::: Recorded data :::
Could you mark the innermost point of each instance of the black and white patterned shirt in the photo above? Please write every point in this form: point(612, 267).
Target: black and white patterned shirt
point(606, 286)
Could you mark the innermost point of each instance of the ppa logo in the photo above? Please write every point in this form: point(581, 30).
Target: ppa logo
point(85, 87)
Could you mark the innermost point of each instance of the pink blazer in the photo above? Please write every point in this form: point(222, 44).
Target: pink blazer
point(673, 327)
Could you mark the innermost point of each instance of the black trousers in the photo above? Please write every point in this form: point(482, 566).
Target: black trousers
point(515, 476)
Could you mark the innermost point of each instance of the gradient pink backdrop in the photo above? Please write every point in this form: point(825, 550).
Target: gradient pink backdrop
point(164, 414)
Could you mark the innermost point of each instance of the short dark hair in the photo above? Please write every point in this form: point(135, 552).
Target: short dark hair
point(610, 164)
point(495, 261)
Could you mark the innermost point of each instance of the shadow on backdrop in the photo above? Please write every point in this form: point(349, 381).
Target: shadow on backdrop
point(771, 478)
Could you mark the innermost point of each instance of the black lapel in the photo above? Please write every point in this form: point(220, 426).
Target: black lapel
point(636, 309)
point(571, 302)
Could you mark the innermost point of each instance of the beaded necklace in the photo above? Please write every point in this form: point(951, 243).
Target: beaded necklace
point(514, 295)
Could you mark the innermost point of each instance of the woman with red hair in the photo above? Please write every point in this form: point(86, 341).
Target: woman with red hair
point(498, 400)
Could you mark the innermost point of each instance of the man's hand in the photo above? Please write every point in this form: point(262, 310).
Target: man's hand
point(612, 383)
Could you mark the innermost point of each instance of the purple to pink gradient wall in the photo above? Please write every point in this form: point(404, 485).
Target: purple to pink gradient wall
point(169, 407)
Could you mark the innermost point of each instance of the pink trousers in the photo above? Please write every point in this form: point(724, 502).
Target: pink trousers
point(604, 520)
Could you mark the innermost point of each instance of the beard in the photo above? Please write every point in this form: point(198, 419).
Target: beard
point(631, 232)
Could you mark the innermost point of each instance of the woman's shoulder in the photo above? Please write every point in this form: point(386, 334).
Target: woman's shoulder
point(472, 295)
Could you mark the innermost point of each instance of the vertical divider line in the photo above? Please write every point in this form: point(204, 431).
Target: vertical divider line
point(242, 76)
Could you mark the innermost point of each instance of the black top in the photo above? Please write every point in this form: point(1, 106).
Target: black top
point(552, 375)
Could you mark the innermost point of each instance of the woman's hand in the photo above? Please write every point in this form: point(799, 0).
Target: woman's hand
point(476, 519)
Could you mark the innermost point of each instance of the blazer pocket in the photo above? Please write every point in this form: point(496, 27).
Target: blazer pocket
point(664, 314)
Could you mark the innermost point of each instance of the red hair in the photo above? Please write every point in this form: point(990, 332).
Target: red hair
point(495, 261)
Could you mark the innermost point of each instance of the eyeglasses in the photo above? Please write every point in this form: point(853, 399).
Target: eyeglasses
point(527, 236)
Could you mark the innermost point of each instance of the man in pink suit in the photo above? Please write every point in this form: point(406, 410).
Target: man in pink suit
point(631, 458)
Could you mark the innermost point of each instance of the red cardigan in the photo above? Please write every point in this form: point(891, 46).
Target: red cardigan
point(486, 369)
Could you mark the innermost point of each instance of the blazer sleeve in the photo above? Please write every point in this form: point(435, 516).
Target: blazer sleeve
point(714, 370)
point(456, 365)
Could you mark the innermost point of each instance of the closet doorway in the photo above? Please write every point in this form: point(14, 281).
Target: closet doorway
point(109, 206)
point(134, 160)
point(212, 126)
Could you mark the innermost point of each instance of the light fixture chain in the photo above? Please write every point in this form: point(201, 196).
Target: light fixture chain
:::
◆ **Problem details**
Retype all the material above precisely, with no line left out.

◆ **Exercise result**
Could you mark the innermost point of each instance of the black and white patterned shirt in the photo above? Please write every point in this form: point(612, 267).
Target: black and white patterned shirt
point(606, 286)
Could you mark the innermost point of each instance of the ppa logo in the photo above? Please write every point in this form: point(581, 30).
Target: ppa logo
point(85, 87)
Could you mark the innermost point of each instance of the pink blazer in the photo above? Please write every point in this form: point(222, 44).
Target: pink blazer
point(673, 327)
Could you mark the innermost point of each instance of the black trousers in the photo above? Please write every point in this form: point(482, 566).
Target: black trousers
point(515, 476)
Could you mark the innermost point of each instance of the gradient pink backdrop in the photo above? Please write every point in this form: point(825, 550).
Target: gradient pink backdrop
point(164, 414)
Could you mark the innermost point of each instance of the short dark hair in the photo above? Please write every point in this form: point(135, 552).
Target: short dark hair
point(610, 164)
point(495, 261)
Could you mark the innermost point of each instance of the shadow on backdrop in the photo above? Please write every point in this form: point(349, 381).
Target: shadow on backdrop
point(771, 478)
Could you mark the innermost point of each instance of the black lapel in the photo above? Please write every point in this form: point(220, 426).
Target: black lapel
point(636, 309)
point(571, 302)
Could you mark the innermost point of each instance of the beaded necklace in the photo above? Please write every point in this form: point(951, 243).
Target: beaded necklace
point(514, 295)
Could you mark the innermost point of each instance of the woman with red hair in the photo above? Please write every point in this form: point(86, 341).
Target: woman with red hair
point(498, 400)
Could you mark the innermost point of each instance of the man's hand in the photo above? Please write every point in this form: point(262, 310).
Target: man's hand
point(612, 383)
Could you mark the innermost point of each instance of the purple to pink gradient wall in the photo above? Please write every point in this form: point(404, 485).
Target: purple to pink gradient wall
point(169, 407)
Could you mark the innermost point of each instance of the pink trousers in the photo above? Please write every point in this form: point(724, 502).
Target: pink trousers
point(604, 520)
Could you mark the innermost point of each instance of the beard in the photo above? Please write every point in this form: point(198, 419).
Target: beard
point(631, 232)
Could you mark the innermost point of each instance of the woman's shoulder in the photo above? Please write every point in this form: point(386, 334).
Target: woman's shoulder
point(472, 295)
Could you mark the innermost point of each instance of the vertical divider line in the photo above? Please write every point in this form: point(204, 431).
Target: vertical divider line
point(242, 76)
Could you mark the innermost point of each instance of the black top in the photo above? Please write every point in this form: point(1, 106).
Target: black top
point(552, 375)
Could you mark the innermost point of each instance of the woman's hand in the photo above? Please write every point in this form: point(799, 0).
Target: woman's hand
point(476, 519)
Could you mark the innermost point of each instance of the blazer pocket in the photo above? Please write every point in this form: point(496, 27).
Target: blazer pocket
point(664, 314)
Could you mark the innermost point of each instance of the red hair in the photo above? Please write every point in this form: point(990, 332).
Target: red hair
point(495, 261)
Could you mark the innermost point of each instance of the eyeglasses in the photo above? Please write every point in this form: point(853, 399).
Target: eyeglasses
point(527, 236)
Could you mark the innermost point of each instance of the man in pink suit in the photo above? Please write every point in this form: point(406, 410).
Target: man in pink suit
point(631, 458)
Could you mark the innermost point of each instance of the red cardigan in the photo above? Please write every point in this form: point(891, 46).
Target: red cardigan
point(486, 369)
Could you mark the innermost point of each instance of the blazer sleeve in the photo above? Please write every point in this form: point(435, 516).
Target: blazer sleeve
point(714, 370)
point(456, 365)
Could you mark the innermost point of each instance of the closet doorway in the photo above? Please write every point in this form: point(14, 281).
Target: closet doorway
point(109, 206)
point(134, 160)
point(212, 126)
Could you mark the innermost point of each instance of the light fixture chain in the photo above? Please write every point in this form: point(201, 196).
Target: light fixture chain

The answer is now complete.